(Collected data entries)
┄┄┄┄┄┄┄┄┄┄┄┄┄┄┄┄┄┄┄┄

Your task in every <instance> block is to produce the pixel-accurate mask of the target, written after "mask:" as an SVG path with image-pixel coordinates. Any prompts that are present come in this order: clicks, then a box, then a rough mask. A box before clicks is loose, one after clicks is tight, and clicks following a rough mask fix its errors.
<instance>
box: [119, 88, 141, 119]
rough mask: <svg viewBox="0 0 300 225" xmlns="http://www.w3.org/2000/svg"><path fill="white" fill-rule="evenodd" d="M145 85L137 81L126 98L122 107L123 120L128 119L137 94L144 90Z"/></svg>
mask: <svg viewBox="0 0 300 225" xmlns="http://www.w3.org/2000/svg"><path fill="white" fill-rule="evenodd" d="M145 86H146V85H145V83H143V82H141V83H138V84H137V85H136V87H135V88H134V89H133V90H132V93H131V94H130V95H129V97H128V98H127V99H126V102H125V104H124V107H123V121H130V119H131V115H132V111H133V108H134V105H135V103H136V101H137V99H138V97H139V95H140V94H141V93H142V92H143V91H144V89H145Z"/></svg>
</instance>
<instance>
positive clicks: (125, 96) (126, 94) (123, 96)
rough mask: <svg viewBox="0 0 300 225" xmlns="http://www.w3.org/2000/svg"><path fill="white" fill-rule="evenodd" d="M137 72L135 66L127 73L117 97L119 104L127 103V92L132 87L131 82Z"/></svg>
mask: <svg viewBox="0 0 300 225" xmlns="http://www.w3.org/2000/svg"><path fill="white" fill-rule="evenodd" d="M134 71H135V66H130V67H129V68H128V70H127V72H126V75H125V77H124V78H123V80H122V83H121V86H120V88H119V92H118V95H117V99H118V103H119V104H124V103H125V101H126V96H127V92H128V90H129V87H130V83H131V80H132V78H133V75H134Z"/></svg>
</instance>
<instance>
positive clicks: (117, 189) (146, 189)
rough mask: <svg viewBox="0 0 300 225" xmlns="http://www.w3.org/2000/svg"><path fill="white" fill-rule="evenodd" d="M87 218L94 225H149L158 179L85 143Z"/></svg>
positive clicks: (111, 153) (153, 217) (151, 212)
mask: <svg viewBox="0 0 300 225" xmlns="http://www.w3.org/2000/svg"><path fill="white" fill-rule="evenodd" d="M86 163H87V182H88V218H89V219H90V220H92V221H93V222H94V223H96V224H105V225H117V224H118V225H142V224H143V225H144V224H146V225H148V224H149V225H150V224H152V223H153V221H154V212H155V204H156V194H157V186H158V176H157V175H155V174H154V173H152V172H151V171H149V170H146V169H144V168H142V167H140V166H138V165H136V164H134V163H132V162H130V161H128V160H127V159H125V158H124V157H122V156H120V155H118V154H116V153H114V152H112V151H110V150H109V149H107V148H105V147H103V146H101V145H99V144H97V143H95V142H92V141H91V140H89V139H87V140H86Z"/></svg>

┄┄┄┄┄┄┄┄┄┄┄┄┄┄┄┄┄┄┄┄

**What to produce**
All of the data needs to be printed once more, exactly.

**Reply**
Your task in every <instance> block is to produce the pixel-accurate mask of the target, written after "mask:" as an SVG path with image-pixel coordinates. Any prompts that are present come in this order: clicks, then a box, then a rough mask. A box before clicks is loose, one after clicks is tight, and clicks following a rough mask fix its errors.
<instance>
box: [119, 88, 141, 119]
rough mask: <svg viewBox="0 0 300 225" xmlns="http://www.w3.org/2000/svg"><path fill="white" fill-rule="evenodd" d="M145 85L137 81L126 98L122 107L123 120L128 119L137 94L144 90Z"/></svg>
mask: <svg viewBox="0 0 300 225" xmlns="http://www.w3.org/2000/svg"><path fill="white" fill-rule="evenodd" d="M145 86H146V85H145V83H143V82H141V83H138V84H137V85H136V87H135V88H134V89H133V90H132V93H131V94H130V95H129V97H128V98H127V99H126V102H125V104H124V107H123V121H130V119H131V115H132V111H133V108H134V105H135V103H136V101H137V99H138V97H139V95H140V94H141V93H142V92H143V91H144V89H145Z"/></svg>
</instance>
<instance>
positive clicks: (125, 96) (126, 94) (123, 96)
rough mask: <svg viewBox="0 0 300 225" xmlns="http://www.w3.org/2000/svg"><path fill="white" fill-rule="evenodd" d="M137 72L135 66L127 73L117 97L119 104L127 103V92L132 87L131 82Z"/></svg>
mask: <svg viewBox="0 0 300 225" xmlns="http://www.w3.org/2000/svg"><path fill="white" fill-rule="evenodd" d="M134 71H135V66H130V67H129V68H128V70H127V72H126V75H125V77H124V78H123V80H122V83H121V86H120V88H119V92H118V95H117V99H118V103H119V104H124V103H125V101H126V96H127V92H128V90H129V87H130V83H131V80H132V78H133V75H134Z"/></svg>
</instance>
<instance>
positive clicks: (117, 189) (146, 189)
rough mask: <svg viewBox="0 0 300 225" xmlns="http://www.w3.org/2000/svg"><path fill="white" fill-rule="evenodd" d="M87 218L94 225H149L158 179L85 143Z"/></svg>
positive clicks: (111, 153) (153, 217) (151, 212)
mask: <svg viewBox="0 0 300 225" xmlns="http://www.w3.org/2000/svg"><path fill="white" fill-rule="evenodd" d="M86 163H87V182H88V218H89V219H90V220H92V221H93V222H94V223H96V224H105V225H117V224H118V225H142V224H143V225H144V224H146V225H148V224H149V225H150V224H152V223H153V221H154V212H155V204H156V194H157V186H158V176H157V175H155V174H154V173H152V172H151V171H149V170H146V169H144V168H142V167H140V166H138V165H136V164H134V163H132V162H130V161H128V160H127V159H125V158H124V157H122V156H120V155H118V154H116V153H114V152H112V151H110V150H109V149H107V148H105V147H103V146H101V145H99V144H97V143H95V142H92V141H91V140H89V139H87V140H86Z"/></svg>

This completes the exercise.